• CHALLENGE:
The required output is the line that contains "person wearing hat." plus every line after it in the listing below, copied exactly as it appears.
================
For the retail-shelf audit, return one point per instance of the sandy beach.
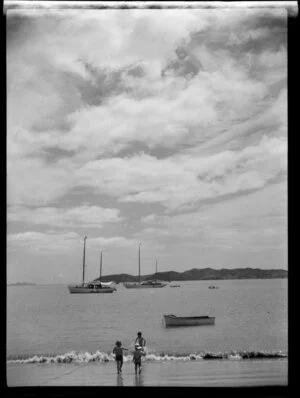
(197, 373)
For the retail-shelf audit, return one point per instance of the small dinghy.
(173, 320)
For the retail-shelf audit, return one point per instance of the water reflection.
(139, 380)
(120, 380)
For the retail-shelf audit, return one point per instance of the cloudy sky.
(165, 127)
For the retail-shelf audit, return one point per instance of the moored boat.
(93, 286)
(173, 320)
(145, 284)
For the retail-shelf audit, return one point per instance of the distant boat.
(93, 286)
(145, 284)
(173, 320)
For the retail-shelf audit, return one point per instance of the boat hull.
(81, 289)
(171, 320)
(140, 286)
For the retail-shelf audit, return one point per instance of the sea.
(47, 324)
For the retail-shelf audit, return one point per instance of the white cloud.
(92, 216)
(60, 242)
(185, 179)
(259, 218)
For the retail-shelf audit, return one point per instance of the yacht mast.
(100, 266)
(83, 263)
(140, 263)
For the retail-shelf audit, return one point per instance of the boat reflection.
(139, 380)
(120, 380)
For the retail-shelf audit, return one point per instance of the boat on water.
(173, 320)
(96, 286)
(145, 284)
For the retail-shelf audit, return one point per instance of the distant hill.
(197, 274)
(21, 284)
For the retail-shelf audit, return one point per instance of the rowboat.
(173, 320)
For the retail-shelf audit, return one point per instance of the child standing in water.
(137, 358)
(118, 351)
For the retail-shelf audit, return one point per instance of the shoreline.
(208, 373)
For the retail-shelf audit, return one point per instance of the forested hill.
(197, 274)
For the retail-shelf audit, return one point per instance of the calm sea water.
(46, 320)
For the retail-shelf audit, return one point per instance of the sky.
(161, 127)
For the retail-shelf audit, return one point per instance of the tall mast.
(139, 263)
(100, 265)
(83, 264)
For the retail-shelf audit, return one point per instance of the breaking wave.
(98, 356)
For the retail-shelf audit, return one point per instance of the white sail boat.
(94, 286)
(145, 284)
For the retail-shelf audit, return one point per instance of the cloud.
(82, 216)
(53, 242)
(241, 222)
(181, 180)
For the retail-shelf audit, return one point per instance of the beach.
(205, 373)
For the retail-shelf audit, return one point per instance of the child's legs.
(118, 365)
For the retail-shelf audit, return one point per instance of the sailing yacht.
(95, 286)
(145, 284)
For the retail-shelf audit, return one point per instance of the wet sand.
(208, 373)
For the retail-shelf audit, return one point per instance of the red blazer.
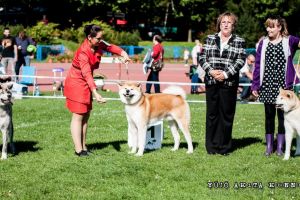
(79, 81)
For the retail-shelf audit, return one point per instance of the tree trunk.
(190, 35)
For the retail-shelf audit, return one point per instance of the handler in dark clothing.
(223, 56)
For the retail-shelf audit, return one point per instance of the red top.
(158, 52)
(79, 81)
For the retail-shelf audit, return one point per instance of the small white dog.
(290, 104)
(144, 109)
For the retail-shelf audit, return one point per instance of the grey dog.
(6, 124)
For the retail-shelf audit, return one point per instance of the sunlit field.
(46, 167)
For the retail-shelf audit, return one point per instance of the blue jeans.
(22, 60)
(153, 76)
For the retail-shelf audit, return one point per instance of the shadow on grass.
(240, 143)
(102, 145)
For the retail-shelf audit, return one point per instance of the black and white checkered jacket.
(231, 61)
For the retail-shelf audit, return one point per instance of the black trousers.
(220, 111)
(153, 76)
(270, 113)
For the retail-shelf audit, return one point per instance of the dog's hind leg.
(142, 131)
(132, 138)
(176, 136)
(4, 146)
(288, 140)
(184, 127)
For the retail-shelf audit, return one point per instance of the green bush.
(44, 34)
(14, 30)
(110, 35)
(69, 34)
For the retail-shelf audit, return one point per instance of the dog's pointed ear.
(138, 84)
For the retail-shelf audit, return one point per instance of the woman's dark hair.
(230, 15)
(276, 20)
(157, 38)
(92, 30)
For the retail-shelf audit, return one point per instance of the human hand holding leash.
(98, 97)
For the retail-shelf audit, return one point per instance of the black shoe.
(88, 152)
(81, 153)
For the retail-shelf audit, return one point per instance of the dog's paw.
(4, 157)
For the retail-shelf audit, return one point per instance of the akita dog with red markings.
(144, 109)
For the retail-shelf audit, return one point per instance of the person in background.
(222, 58)
(273, 70)
(246, 76)
(80, 85)
(157, 53)
(186, 55)
(24, 57)
(9, 52)
(196, 52)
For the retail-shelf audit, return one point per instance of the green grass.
(46, 167)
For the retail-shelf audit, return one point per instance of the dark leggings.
(270, 112)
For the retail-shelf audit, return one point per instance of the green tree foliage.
(44, 34)
(110, 35)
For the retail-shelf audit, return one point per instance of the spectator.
(273, 70)
(80, 85)
(222, 58)
(22, 42)
(246, 76)
(9, 52)
(157, 53)
(196, 52)
(186, 55)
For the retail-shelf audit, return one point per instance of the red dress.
(79, 81)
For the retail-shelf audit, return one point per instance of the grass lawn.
(46, 167)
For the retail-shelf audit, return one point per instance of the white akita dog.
(290, 104)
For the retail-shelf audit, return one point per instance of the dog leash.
(121, 59)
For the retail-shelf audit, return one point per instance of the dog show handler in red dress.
(80, 86)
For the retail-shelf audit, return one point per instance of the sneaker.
(81, 153)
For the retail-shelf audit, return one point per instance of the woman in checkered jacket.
(222, 57)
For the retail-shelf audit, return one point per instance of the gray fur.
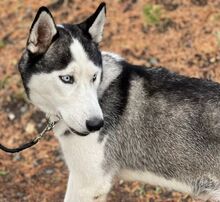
(170, 131)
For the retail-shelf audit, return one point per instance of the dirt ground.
(184, 37)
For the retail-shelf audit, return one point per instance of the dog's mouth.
(78, 133)
(70, 129)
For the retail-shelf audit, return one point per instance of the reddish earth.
(186, 40)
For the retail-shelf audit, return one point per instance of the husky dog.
(119, 119)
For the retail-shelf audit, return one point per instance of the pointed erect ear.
(42, 31)
(94, 25)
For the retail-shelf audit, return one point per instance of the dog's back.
(167, 131)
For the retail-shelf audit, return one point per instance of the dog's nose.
(94, 124)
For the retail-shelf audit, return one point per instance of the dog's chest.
(80, 153)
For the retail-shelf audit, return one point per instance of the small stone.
(23, 109)
(11, 116)
(30, 128)
(153, 61)
(17, 157)
(212, 60)
(49, 171)
(121, 182)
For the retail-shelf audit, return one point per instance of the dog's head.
(61, 69)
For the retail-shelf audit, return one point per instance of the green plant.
(152, 14)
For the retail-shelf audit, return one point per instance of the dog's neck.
(111, 70)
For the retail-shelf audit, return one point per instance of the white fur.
(84, 157)
(76, 102)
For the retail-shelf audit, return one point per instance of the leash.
(49, 127)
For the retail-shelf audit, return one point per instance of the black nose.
(94, 124)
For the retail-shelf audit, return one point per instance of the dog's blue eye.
(67, 79)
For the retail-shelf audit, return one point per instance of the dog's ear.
(94, 25)
(42, 32)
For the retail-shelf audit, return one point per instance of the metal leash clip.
(49, 127)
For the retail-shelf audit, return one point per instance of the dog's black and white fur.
(159, 127)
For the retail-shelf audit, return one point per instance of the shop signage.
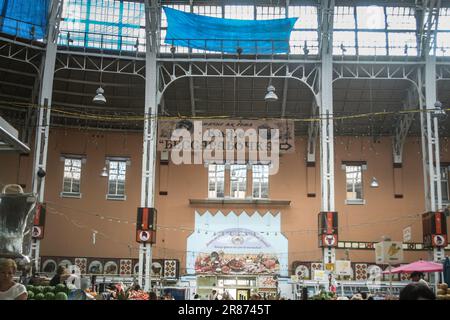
(285, 127)
(389, 252)
(267, 282)
(329, 267)
(407, 234)
(343, 268)
(320, 275)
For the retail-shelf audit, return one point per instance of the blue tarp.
(227, 35)
(24, 18)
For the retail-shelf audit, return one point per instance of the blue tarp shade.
(24, 18)
(227, 35)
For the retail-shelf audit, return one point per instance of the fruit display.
(443, 293)
(46, 292)
(138, 295)
(61, 296)
(49, 296)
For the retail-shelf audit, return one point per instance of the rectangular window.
(304, 41)
(444, 184)
(210, 11)
(372, 43)
(353, 174)
(344, 43)
(272, 12)
(238, 180)
(344, 18)
(307, 17)
(260, 181)
(216, 181)
(400, 18)
(371, 17)
(72, 177)
(240, 12)
(116, 179)
(401, 44)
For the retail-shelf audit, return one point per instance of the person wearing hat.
(418, 277)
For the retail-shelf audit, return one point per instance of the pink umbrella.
(418, 266)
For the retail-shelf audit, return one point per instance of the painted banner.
(237, 244)
(285, 127)
(219, 262)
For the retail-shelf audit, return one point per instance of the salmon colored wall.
(71, 222)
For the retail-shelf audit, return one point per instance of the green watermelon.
(39, 296)
(49, 289)
(61, 296)
(49, 296)
(30, 295)
(60, 288)
(38, 289)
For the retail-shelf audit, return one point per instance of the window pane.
(260, 181)
(117, 177)
(238, 180)
(67, 186)
(444, 19)
(344, 43)
(72, 175)
(354, 182)
(401, 18)
(307, 16)
(372, 43)
(272, 12)
(401, 44)
(444, 183)
(344, 18)
(216, 181)
(211, 11)
(301, 39)
(443, 44)
(240, 12)
(371, 17)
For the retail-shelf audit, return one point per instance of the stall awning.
(228, 35)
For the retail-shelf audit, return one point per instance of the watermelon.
(49, 289)
(60, 288)
(39, 296)
(49, 296)
(61, 296)
(30, 295)
(38, 289)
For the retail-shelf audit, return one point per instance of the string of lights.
(139, 117)
(414, 217)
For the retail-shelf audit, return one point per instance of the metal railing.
(112, 42)
(22, 29)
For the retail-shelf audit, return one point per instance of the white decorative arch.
================
• ANSWER TO THIS EXERCISE:
For the retail-shelf audit, return one point per instance of the person wearing hat.
(418, 277)
For the retail-shelf audit, return one point per instance of the pink umbrella.
(418, 266)
For the retail-shelf audit, return one point per instance of the painted banner.
(237, 244)
(285, 127)
(219, 262)
For the retail-shelf audit, return one point per instance of the salmon colored wall.
(71, 222)
For the retail-shelf audit, return one point per instance of the green watermelon.
(39, 296)
(49, 289)
(61, 296)
(49, 296)
(30, 295)
(60, 288)
(38, 289)
For the retail-shelf audit, return one point per instance of the window pane.
(260, 181)
(117, 177)
(238, 180)
(67, 186)
(444, 19)
(344, 43)
(72, 175)
(354, 182)
(401, 18)
(307, 16)
(372, 43)
(272, 12)
(401, 44)
(444, 183)
(344, 18)
(216, 181)
(211, 11)
(301, 39)
(443, 44)
(240, 12)
(371, 17)
For the retail-shelf audit, return one point per instance of the stall awning.
(228, 35)
For the retail-shelf audit, return one point per instance of the watermelon.
(49, 289)
(60, 288)
(39, 296)
(49, 296)
(61, 296)
(30, 295)
(38, 289)
For the retail-shelf audit, return one point per instance of the string of lights.
(139, 117)
(414, 217)
For the retail-shelf audit, return one point per instance of the metal railing.
(112, 42)
(22, 29)
For the retail-shelf audit, return one point per instance of the white decorative arch.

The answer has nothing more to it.